OBJECTIVE: Render every nonblank line below, from the line containing "background, that would be most appreciated." through the end of the records, as a Markdown table with the columns Row and Text, where Row numbers the lines in order.
[begin MATERIAL SHOWN]
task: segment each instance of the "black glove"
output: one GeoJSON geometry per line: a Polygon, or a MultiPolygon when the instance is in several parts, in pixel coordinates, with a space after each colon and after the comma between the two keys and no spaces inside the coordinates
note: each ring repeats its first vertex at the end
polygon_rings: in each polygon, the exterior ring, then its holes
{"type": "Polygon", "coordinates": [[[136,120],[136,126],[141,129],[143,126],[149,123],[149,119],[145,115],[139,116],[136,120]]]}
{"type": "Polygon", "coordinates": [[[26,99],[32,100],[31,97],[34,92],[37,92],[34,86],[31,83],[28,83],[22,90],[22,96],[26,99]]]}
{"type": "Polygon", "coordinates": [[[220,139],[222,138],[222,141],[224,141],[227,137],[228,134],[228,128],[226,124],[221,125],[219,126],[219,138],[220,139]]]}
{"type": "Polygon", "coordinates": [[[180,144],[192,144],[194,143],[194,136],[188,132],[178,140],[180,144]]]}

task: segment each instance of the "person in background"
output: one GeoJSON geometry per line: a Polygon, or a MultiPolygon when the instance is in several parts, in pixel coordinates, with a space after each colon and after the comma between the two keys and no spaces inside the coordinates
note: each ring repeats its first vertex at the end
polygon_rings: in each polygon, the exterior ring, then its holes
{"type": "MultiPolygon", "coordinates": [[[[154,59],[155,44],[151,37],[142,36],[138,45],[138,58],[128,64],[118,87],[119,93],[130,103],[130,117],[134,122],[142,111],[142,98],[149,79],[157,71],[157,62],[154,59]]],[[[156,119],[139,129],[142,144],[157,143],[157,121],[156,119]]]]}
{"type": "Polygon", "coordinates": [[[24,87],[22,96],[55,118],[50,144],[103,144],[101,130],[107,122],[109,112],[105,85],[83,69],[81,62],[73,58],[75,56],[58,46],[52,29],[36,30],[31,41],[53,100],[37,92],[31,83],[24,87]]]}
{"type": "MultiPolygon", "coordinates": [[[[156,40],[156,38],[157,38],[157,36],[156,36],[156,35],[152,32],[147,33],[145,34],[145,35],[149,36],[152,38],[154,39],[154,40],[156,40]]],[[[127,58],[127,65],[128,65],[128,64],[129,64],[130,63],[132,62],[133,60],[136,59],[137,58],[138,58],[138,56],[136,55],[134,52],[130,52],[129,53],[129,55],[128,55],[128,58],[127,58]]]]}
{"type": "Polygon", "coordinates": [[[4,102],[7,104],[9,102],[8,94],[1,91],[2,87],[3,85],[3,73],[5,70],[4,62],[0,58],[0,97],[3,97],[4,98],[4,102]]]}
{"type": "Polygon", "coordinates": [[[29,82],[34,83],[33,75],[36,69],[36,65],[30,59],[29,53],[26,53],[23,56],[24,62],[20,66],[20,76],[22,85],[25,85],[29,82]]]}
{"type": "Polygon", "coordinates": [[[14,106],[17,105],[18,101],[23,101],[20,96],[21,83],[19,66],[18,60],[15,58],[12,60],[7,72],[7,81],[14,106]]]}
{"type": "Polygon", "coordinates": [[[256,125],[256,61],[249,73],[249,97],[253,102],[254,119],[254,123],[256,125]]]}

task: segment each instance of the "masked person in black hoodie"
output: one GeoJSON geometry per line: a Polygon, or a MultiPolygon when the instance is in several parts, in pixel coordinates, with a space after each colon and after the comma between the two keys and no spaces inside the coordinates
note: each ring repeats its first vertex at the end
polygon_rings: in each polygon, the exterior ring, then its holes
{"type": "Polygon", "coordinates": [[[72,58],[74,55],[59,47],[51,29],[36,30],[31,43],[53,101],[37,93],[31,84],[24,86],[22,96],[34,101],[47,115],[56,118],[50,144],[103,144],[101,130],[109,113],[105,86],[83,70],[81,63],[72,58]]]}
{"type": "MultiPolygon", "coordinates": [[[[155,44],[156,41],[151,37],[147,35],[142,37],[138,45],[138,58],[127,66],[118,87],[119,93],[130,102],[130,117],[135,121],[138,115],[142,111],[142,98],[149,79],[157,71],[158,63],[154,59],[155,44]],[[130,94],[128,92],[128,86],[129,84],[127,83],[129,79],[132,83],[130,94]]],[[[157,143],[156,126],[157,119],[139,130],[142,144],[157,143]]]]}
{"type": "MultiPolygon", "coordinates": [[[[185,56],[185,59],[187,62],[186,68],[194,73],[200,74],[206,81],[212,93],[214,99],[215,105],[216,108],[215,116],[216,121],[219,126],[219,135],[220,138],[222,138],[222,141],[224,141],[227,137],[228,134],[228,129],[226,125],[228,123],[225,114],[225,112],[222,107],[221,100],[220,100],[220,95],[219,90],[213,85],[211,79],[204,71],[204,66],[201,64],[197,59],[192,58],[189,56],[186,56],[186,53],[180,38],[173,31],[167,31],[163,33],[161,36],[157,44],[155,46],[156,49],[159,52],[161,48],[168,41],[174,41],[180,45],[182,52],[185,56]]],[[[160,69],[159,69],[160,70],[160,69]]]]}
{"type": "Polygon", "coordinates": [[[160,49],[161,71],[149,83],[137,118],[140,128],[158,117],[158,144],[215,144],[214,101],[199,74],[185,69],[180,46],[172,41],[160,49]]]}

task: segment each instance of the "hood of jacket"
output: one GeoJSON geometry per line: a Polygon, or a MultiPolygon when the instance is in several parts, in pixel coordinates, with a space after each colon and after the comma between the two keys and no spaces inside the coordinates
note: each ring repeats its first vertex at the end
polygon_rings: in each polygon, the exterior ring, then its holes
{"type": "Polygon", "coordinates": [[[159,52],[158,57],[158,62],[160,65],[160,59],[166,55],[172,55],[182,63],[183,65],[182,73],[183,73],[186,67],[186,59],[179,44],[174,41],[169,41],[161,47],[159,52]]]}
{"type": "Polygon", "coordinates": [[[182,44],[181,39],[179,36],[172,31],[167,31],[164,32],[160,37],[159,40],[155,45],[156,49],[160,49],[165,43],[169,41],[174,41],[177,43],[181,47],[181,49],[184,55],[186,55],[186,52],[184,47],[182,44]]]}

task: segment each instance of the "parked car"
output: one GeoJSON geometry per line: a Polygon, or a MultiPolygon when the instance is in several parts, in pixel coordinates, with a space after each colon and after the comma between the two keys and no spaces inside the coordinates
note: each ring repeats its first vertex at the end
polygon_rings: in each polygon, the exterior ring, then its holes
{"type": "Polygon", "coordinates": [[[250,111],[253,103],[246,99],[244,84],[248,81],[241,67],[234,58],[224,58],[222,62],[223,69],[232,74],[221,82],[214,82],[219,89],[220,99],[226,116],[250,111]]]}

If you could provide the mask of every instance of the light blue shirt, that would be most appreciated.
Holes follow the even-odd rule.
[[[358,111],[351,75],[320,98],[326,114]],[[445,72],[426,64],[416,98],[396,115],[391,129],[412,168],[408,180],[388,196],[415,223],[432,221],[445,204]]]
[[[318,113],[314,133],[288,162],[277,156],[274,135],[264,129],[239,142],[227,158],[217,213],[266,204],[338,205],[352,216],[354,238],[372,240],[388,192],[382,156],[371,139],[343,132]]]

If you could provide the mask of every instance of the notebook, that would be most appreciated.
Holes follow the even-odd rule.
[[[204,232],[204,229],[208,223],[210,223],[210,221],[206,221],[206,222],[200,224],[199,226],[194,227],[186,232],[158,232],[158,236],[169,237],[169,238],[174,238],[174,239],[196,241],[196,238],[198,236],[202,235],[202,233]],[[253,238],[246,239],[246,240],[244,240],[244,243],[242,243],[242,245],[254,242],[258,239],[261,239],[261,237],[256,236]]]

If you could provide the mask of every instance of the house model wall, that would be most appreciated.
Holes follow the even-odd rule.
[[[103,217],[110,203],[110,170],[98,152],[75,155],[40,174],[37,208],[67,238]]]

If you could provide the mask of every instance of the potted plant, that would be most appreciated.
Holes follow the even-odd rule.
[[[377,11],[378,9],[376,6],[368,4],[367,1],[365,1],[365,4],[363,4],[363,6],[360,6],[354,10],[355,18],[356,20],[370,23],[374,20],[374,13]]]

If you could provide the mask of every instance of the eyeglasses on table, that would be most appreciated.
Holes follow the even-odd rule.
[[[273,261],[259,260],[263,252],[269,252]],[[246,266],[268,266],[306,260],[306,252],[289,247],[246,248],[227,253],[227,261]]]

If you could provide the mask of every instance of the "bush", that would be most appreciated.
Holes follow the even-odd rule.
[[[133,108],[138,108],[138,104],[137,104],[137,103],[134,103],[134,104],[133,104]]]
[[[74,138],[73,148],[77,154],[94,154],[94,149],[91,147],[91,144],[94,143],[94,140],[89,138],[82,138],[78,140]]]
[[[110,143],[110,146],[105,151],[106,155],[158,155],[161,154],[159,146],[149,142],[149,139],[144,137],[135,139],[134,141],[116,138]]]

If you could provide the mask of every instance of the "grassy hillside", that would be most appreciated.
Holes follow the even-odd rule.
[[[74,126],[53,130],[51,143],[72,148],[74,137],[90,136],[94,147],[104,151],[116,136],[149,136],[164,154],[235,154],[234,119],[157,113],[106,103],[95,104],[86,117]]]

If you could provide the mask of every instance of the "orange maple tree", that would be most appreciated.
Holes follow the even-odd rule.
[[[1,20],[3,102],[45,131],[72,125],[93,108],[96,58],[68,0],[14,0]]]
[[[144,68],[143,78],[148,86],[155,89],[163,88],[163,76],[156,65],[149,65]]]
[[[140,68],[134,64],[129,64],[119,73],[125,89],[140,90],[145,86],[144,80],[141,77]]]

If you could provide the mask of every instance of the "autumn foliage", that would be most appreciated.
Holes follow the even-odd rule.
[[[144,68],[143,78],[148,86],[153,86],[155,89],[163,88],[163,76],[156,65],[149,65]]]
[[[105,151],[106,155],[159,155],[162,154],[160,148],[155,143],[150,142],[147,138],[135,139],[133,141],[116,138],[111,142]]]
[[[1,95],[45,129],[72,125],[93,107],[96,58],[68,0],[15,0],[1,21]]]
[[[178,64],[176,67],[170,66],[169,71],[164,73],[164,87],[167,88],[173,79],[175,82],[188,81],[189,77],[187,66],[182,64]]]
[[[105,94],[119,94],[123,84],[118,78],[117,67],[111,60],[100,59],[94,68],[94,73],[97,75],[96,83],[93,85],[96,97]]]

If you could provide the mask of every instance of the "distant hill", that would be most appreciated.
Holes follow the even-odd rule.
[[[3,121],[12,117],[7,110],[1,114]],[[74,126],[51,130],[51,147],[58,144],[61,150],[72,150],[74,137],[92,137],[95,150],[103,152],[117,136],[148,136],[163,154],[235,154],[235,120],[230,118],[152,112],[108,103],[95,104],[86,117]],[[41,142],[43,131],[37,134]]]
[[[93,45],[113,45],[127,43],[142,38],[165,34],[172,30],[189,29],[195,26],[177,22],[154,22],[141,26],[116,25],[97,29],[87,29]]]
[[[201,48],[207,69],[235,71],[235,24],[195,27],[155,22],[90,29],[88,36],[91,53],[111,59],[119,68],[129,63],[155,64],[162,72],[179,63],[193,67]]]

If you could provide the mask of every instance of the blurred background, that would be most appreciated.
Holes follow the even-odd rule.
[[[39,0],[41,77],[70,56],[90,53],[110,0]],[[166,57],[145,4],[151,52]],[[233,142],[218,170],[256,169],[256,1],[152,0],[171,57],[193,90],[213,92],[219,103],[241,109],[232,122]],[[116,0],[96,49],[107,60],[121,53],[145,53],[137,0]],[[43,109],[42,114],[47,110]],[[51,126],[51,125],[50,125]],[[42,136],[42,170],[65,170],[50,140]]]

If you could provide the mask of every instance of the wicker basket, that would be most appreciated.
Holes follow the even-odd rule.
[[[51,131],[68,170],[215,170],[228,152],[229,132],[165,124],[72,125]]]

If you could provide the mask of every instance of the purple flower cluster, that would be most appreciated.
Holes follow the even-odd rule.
[end MATERIAL SHOWN]
COMPLETED EXERCISE:
| Row | Text |
|---|---|
| 1 | If you could provide the mask of every instance of the blurred background, that would be most appreciated. |
| 2 | Holes follow the even-odd rule. |
| 3 | [[[39,0],[41,77],[70,56],[90,53],[110,0]],[[166,57],[145,4],[151,52]],[[233,142],[218,170],[256,169],[256,1],[152,0],[171,57],[193,90],[213,92],[219,103],[241,109],[232,122]],[[116,0],[96,49],[107,60],[121,53],[145,53],[137,0]],[[43,109],[42,114],[47,110]],[[51,126],[51,125],[50,125]],[[42,136],[42,170],[65,170],[50,140]]] |
| 4 | If you could provide the mask of every instance of the wicker basket, that would be most appreciated. |
| 5 | Holes follow the even-odd rule. |
| 6 | [[[51,131],[68,170],[215,170],[228,152],[229,132],[165,124],[72,125]]] |
| 7 | If you could provide the mask of every instance of the purple flower cluster, that would be most appreciated. |
| 8 | Holes follow the even-odd rule. |